ACTIVITY >> Give the records below again exactly, and exclude each picture.

BEGIN

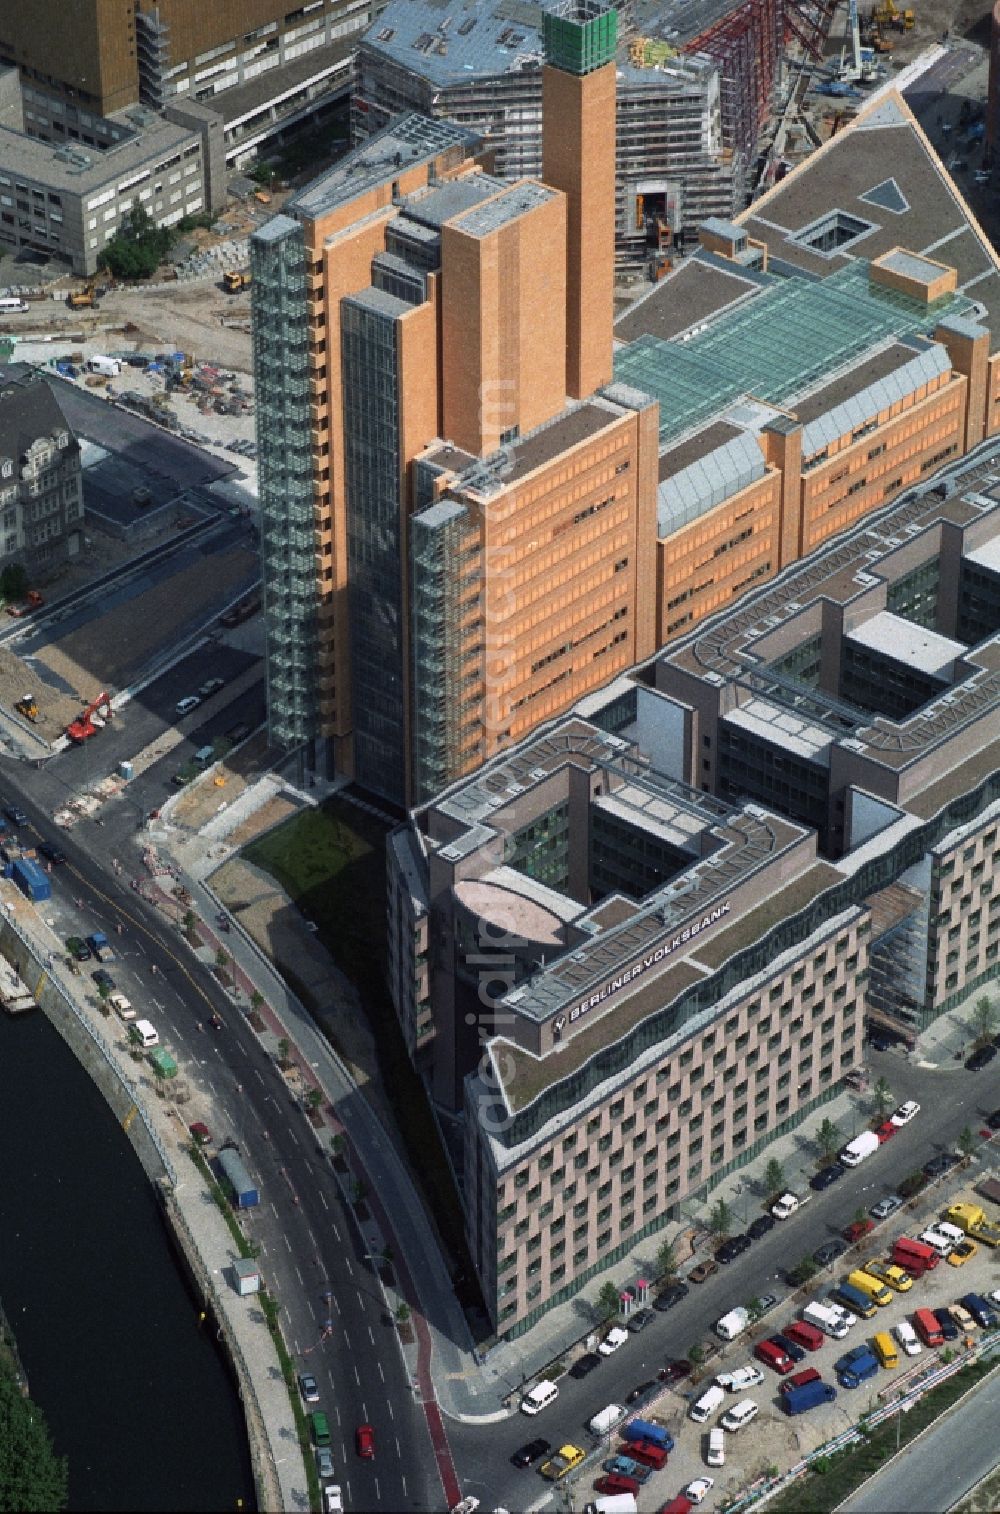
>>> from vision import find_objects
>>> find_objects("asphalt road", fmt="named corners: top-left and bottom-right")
top-left (3, 516), bottom-right (257, 660)
top-left (449, 1046), bottom-right (1000, 1512)
top-left (34, 651), bottom-right (266, 846)
top-left (0, 762), bottom-right (441, 1511)
top-left (840, 1367), bottom-right (1000, 1513)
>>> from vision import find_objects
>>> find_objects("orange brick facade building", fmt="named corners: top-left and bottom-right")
top-left (254, 11), bottom-right (1000, 807)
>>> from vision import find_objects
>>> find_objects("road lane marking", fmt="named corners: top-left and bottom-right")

END

ANSWER TO THE EXERCISE >>
>>> from vision import find_objects
>>> find_objects("asphalt road", fmt="named corners: top-left and bottom-right")
top-left (3, 516), bottom-right (257, 660)
top-left (449, 1046), bottom-right (1000, 1512)
top-left (34, 651), bottom-right (266, 846)
top-left (0, 762), bottom-right (441, 1511)
top-left (840, 1367), bottom-right (1000, 1513)
>>> from vision import find_objects
>>> find_objects("orange brick facade building", fmt="named corners: top-left and bottom-right")
top-left (254, 11), bottom-right (1000, 807)
>>> from vision import find_objects
>>> find_objects("road lane marking", fmt="named corners: top-left and bottom-right")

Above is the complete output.